### REQUIRED WORK:
[A] In the concert reviews, how old does the writer say they were at the Hall & Oates show?
[B] Please list every venue named in the concert reviews.

START TEXT UNDER STUDY

Arcade Fire | 04.27.14
Chaifetz Arena
So damn good that even cracking a tooth on artisanal corn nuts at the pub beforehand couldn’t put a damper on its soul-fortifying, flag-waving, disco ball–suited, reflective, body-moving, sing-it-to-the-rafters glory.

Hall & Oates | 05.06.14
Peabody Opera House
I played a game from my upper balcony seat: trying to spot an attendee younger than me. (I’m 34.) I didn’t see anyone. Hall & Oates gave the people what they wanted: an endless parade of blue eyed–soul pop hits played with endless charm and enthusiasm. This was a bit of a musical dream come true. I was too young for Hall & Oates’ touring heyday and assumed I’d probably never catch them live. So the thrill of the encounter, coupled with the infectious grooves of the set, had me white-boy dancing in my seat the entire time. It was one of those shows where neither the audience nor the performers cared one iota about being cool, or about perceived cred. Hall & Oates’ longevity, still-extant chops, and deep catalog of hits speak for themselves. And the crowd? They got every penny’s worth, and a few cents more.

Chvrches | 06.02.14
The Pageant, St. Louis
The sound of a bloody, beating human heart encased in an old-school analog synthesizer. An intimate rave; big things in small packages.

LouFest 2014 | 09.06-07.14
Forest Park, St. Louis
We got Samuel T. Herring whole-ass dancing and death-growling over Future Islands’ heartfelt, buoyant synth pop; Arctic Monkeys (second time in six months!) achingly cool, thunderous Saturday night set; and mothereffing Outkast setting the Sunday night crowd alight to send us all home. And those were just this man’s biggest musical fish. This year’s LouFest was possibly the best to date, somehow managing to be both bigger and more efficient/less of a logistical hassle.

The War on Drugs | 10.12.14
Ready Room, St. Louis
A pristine sound system in a packed room, blissfully awash in waves of sincere guitar, horns, and dusty road trip harmonica-ness.

END TEXT UNDER STUDY
START SOURCE MATERIAL

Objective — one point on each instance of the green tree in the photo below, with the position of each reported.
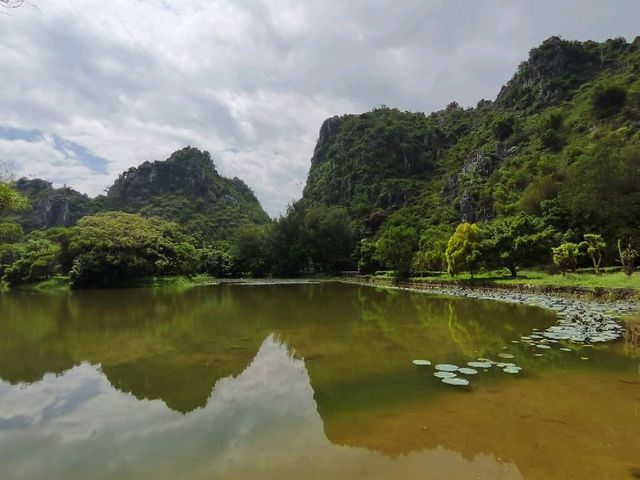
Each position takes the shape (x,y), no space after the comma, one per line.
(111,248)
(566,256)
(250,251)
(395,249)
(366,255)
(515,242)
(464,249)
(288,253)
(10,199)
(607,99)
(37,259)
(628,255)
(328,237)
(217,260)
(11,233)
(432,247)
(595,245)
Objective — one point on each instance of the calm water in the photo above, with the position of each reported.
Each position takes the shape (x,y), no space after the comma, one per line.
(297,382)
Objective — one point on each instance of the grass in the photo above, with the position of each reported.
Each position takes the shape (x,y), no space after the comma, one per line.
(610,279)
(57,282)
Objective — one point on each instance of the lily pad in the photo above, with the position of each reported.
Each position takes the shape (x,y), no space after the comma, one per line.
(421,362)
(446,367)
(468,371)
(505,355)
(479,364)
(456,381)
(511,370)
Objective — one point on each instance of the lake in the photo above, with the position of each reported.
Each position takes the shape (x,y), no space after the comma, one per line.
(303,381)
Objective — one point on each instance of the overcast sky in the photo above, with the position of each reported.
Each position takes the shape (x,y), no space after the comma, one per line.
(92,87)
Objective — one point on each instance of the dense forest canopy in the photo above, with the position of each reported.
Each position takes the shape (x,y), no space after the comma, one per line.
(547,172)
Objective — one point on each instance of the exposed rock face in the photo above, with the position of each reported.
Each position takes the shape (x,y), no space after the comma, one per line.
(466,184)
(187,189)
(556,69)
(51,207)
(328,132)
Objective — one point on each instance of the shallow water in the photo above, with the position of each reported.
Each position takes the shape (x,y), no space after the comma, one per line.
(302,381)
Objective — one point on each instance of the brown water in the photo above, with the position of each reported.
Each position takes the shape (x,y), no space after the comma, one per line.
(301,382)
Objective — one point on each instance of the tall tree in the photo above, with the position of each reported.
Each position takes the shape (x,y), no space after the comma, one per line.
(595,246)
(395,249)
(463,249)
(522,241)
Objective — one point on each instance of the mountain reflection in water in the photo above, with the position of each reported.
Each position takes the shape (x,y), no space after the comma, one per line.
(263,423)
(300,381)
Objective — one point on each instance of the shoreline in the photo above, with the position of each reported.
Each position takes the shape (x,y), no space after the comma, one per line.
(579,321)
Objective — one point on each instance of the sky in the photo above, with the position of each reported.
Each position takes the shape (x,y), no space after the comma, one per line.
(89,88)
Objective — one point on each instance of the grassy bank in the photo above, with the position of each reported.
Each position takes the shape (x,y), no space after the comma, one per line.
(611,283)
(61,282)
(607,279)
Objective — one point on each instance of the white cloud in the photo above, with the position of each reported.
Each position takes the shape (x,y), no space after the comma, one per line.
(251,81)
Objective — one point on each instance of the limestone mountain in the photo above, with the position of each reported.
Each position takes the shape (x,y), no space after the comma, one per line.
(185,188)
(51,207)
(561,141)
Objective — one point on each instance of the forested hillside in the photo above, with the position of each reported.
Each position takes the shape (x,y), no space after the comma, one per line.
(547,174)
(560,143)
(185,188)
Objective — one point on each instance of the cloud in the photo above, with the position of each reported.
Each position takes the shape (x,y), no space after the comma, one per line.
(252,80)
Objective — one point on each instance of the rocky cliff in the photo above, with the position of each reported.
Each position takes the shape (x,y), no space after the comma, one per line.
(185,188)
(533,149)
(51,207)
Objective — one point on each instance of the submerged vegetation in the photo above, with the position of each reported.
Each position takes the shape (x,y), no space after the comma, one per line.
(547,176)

END SOURCE MATERIAL
START SOURCE MATERIAL

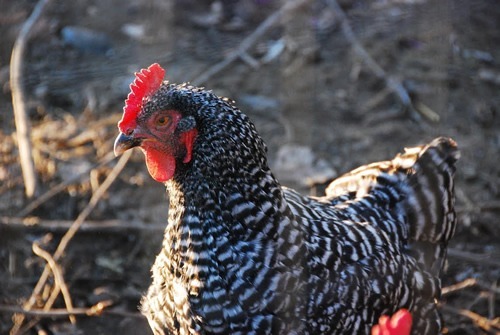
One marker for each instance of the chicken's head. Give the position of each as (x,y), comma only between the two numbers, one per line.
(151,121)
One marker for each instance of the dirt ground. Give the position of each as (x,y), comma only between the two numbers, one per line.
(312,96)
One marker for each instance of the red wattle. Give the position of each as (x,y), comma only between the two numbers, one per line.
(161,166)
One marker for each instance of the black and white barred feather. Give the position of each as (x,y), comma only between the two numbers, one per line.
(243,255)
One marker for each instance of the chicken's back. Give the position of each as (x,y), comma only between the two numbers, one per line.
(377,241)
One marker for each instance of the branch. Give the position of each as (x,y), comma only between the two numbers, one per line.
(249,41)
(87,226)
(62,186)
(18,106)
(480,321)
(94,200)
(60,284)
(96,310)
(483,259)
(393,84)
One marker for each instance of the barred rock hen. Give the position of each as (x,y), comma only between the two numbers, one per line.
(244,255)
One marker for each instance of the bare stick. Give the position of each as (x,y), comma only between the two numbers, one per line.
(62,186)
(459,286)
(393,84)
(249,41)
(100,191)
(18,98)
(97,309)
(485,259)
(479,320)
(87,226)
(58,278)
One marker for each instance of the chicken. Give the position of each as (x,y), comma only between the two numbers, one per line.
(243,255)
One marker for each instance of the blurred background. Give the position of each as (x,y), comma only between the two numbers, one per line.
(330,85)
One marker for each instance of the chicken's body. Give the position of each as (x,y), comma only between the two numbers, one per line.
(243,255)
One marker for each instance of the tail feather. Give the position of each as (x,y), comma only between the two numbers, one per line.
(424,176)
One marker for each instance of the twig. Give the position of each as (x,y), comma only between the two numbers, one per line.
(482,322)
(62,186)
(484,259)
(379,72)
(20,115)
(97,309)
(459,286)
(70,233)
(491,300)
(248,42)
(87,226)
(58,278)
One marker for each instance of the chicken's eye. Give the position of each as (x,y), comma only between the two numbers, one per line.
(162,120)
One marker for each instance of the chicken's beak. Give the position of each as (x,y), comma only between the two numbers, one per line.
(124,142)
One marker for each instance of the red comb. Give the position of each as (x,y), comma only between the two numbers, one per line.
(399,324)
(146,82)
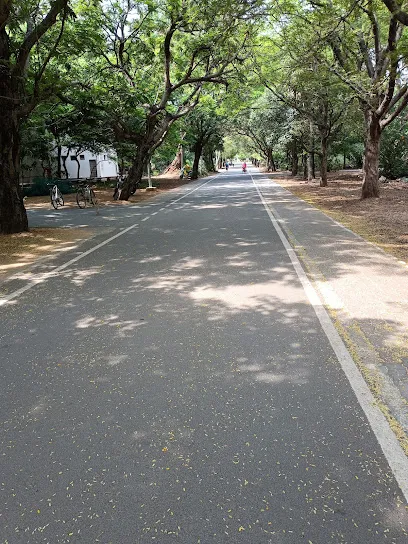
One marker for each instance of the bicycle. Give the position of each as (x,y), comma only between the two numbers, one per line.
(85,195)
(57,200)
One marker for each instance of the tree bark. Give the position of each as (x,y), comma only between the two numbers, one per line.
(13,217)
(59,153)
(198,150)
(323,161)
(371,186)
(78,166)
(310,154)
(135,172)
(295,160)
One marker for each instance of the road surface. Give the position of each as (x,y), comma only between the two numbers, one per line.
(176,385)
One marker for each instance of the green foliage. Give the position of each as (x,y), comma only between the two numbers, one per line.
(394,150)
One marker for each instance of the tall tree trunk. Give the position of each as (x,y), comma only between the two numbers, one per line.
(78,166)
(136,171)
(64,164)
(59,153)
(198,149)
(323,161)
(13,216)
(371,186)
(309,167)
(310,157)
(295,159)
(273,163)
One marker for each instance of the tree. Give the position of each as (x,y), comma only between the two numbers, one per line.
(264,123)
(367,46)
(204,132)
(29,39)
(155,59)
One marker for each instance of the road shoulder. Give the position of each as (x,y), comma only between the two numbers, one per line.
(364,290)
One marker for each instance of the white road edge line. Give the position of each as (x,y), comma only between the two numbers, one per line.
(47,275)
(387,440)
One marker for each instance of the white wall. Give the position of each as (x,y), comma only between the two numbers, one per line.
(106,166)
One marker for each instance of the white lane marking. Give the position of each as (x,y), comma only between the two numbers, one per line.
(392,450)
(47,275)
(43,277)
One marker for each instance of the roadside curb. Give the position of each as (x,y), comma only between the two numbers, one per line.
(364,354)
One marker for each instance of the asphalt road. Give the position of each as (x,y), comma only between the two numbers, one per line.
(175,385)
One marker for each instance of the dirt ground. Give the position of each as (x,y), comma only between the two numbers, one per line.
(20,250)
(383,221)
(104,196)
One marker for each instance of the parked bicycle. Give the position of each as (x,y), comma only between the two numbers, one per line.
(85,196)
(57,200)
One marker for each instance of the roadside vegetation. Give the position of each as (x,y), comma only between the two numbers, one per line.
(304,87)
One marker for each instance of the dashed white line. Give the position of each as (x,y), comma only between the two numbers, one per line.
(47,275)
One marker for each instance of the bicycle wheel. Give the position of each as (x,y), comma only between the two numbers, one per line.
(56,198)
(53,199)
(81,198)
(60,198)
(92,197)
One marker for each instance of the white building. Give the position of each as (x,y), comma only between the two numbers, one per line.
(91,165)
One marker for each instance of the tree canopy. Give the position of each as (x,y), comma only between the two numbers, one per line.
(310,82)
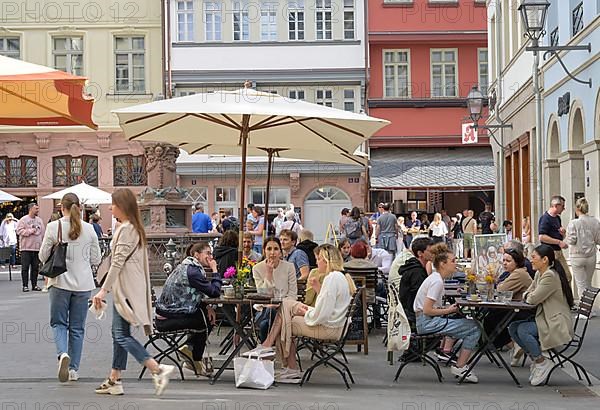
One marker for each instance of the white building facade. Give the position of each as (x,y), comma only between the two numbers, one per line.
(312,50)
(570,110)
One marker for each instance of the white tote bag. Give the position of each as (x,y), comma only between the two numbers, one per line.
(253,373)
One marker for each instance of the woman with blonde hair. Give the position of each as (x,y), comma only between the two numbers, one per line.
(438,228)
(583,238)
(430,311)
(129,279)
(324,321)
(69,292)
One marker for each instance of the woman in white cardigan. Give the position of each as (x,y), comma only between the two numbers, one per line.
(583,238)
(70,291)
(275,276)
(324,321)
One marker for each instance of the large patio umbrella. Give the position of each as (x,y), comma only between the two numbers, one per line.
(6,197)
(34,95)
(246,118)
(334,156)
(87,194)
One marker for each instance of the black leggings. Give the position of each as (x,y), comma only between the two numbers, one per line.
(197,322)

END SOURCE MATERIAL

### SOLUTION SET:
[A] 34

[B] Chaifetz Arena; Peabody Opera House; The Pageant, St. Louis; Forest Park, St. Louis; Ready Room, St. Louis